I'm useless with colours but wanted to say that she is such a cute pretty little girl - many congratulations to Xena's new owners, they must be absolutely thrilled.


----------



## eagles ring farm (Mar 23, 2014)

Can you see the appaloosa in her hooves Diane?

She is thrilled with her new little girl and Xena looks great too


----------



##  (Mar 23, 2014)

Yes, I can. In fact the filly looked much like this little one, she was out of an appaloosa varnished roan dam and a palomino fewspot sire, and was a smokey black. She turned into a lovely little varnished roan appaloosa mare that produced some beautiful babies! But you see the hooves -- almost white with just some black at the bottom. Even at this age, when they haven't developed any mottling or sclera, these hooves are a give-away!


----------



## Lakota_Elder (Apr 3, 2014)

Thanks for posting the photos Lori.... I am in love with Xena and she sure has produced well. All Xena's foals have turned out well. I was wanting the darker color and am excited about getting it. I'm not sure what it will end up but whatever it will be dark. The foal has a playmate that is a month old but a little smaller and they consider the backyard their personal race track. I've seen sliding stops on these babies to put a QH in awe. No work is getting done from baby watch. I have a huge window installed in my computer room (actually a door glass out of it's frame turned sideways) that let's me view the whole area. Mom's have already given up and lay down in the sun while the kids race.


----------



## eagles ring farm (Apr 3, 2014)

Hey welcome to the nursery Rusel-



so glad to hear from you on here.

Xena is just a lovely mare and we have been so thrilled with our foals from her.

Her daughter"Spice" foaled a smokey black filly the very next day after Xena

So glad your enjoying the babies so much they are a joy...but your right hard to get anything done when you can watch them play

I know she has a wonderful home with you for sure


----------

### Exercises to complete
1: Answer these about the forum thread:
(a) What is the name of Xena's daughter?
(b) How old is the foal's playmate?
(c) What is the huge window in the computer room actually made from?
2: Which lines of the entries contain the word "jacket"? Extract each of them.

### Extracted records

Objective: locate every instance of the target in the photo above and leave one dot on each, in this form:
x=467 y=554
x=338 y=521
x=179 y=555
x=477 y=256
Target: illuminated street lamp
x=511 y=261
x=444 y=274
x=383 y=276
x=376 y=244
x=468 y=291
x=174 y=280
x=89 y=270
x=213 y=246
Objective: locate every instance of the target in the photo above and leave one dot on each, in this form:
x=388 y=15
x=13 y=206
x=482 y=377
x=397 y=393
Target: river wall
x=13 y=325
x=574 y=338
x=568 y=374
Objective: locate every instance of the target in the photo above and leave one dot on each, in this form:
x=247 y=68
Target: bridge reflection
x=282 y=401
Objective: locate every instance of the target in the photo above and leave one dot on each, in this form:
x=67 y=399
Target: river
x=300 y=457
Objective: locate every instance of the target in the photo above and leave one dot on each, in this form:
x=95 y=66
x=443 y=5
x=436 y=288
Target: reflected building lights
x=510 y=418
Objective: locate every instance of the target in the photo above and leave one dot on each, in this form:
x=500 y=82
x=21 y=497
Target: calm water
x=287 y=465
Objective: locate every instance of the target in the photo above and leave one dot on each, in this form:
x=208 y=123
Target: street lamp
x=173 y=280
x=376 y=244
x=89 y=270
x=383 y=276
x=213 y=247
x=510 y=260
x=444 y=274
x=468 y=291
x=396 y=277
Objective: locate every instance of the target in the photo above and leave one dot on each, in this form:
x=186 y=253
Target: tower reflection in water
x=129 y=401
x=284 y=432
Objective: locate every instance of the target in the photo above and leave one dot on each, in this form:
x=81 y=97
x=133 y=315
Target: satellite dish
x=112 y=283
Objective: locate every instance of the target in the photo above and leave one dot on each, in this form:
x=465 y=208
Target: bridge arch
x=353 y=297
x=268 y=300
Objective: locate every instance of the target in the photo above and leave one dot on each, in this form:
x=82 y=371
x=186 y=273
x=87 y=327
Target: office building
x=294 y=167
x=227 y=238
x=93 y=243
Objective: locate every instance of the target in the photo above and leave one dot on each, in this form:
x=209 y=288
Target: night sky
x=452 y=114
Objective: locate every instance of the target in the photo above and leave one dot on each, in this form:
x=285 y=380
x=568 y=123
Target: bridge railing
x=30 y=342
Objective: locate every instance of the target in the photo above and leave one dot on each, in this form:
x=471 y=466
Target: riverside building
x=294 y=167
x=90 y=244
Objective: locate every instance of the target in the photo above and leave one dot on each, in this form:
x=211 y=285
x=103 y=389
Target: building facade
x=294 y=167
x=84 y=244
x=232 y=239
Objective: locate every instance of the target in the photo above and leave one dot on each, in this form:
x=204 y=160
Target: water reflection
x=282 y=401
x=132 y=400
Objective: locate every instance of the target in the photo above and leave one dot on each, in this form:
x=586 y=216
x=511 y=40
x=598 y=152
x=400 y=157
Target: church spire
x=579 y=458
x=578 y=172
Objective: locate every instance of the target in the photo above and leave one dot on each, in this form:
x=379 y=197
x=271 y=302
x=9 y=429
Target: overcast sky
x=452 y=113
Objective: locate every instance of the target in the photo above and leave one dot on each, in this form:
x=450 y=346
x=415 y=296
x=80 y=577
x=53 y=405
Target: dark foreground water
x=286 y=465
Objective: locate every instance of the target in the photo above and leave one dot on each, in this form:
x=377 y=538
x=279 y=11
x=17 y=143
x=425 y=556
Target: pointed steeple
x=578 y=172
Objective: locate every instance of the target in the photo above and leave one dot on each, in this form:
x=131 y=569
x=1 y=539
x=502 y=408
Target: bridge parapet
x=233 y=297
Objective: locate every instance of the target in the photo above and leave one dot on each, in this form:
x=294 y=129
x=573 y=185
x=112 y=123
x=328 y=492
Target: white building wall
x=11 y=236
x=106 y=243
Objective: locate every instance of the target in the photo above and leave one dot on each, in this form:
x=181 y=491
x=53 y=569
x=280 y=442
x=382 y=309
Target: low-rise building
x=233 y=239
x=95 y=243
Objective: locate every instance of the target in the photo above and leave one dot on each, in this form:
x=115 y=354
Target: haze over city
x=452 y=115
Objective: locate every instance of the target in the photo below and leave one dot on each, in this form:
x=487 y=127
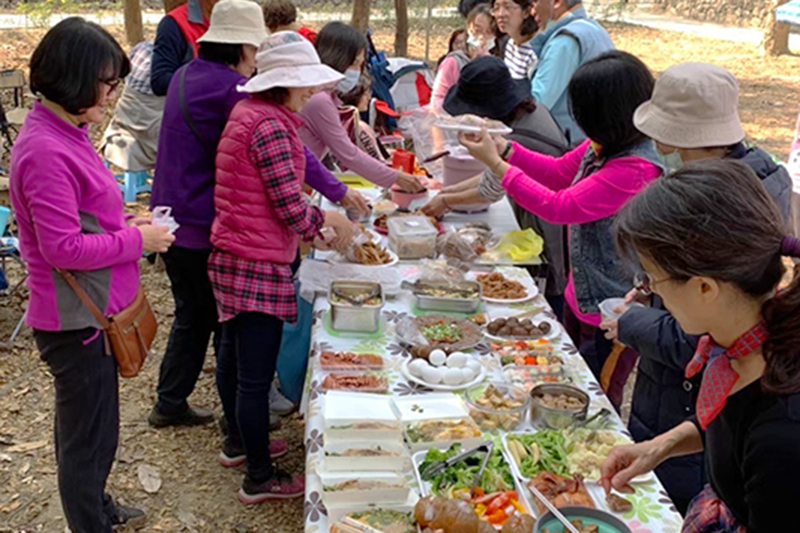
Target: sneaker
x=232 y=456
x=280 y=486
x=278 y=403
x=127 y=516
x=193 y=416
x=274 y=423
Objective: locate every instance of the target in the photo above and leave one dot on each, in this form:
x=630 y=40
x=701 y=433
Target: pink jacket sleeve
x=595 y=197
x=322 y=116
x=446 y=77
x=553 y=172
x=52 y=193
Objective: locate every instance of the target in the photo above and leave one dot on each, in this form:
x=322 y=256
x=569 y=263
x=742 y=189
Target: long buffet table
x=652 y=512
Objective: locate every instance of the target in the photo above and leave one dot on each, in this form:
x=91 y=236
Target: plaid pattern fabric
x=719 y=376
x=271 y=150
x=241 y=285
x=708 y=514
x=141 y=56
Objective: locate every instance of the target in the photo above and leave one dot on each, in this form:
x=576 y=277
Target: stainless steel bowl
x=557 y=418
x=355 y=318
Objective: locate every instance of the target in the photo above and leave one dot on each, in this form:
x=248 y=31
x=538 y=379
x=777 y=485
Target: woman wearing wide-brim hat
x=261 y=216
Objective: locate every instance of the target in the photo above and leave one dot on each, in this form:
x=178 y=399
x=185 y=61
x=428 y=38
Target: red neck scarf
x=719 y=376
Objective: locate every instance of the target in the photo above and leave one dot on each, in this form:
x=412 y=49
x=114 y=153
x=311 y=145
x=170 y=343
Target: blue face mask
x=349 y=82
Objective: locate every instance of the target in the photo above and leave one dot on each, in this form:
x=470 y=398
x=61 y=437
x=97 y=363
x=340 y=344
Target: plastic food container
x=557 y=418
x=346 y=316
x=412 y=237
x=363 y=487
x=489 y=406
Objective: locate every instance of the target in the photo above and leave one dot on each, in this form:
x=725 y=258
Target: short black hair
x=70 y=62
x=604 y=93
x=225 y=53
x=338 y=44
x=279 y=13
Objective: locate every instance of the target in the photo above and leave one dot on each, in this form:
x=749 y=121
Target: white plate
x=555 y=331
x=466 y=128
x=409 y=376
x=335 y=258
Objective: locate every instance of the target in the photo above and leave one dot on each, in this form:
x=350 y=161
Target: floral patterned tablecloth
x=652 y=512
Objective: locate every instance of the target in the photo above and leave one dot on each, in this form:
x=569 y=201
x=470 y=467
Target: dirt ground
x=197 y=494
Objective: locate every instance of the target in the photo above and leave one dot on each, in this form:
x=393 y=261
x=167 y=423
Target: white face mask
x=672 y=161
x=475 y=42
x=349 y=82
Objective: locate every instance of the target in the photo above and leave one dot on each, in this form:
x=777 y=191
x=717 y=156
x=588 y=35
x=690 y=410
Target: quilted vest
x=246 y=223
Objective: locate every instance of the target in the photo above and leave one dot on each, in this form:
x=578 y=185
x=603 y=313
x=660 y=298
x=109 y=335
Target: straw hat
x=288 y=60
x=694 y=105
x=235 y=22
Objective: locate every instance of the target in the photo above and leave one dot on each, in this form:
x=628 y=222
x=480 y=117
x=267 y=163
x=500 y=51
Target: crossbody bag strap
x=188 y=117
x=85 y=299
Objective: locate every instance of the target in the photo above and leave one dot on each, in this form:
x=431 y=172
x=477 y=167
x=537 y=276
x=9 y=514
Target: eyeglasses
x=644 y=283
x=509 y=7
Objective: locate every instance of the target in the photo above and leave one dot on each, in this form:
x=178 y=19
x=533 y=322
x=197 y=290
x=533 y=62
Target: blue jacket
x=592 y=41
x=662 y=397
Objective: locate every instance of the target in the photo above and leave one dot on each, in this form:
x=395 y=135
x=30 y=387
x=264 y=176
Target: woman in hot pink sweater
x=587 y=187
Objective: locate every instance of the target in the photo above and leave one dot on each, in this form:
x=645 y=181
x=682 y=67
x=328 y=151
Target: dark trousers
x=195 y=320
x=245 y=369
x=86 y=424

### Responses for each task
1:
(a) Spice
(b) A month old
(c) A door glass taken out of its frame and turned sideways

2:
Target: pink jacket sleeve
Target: blue jacket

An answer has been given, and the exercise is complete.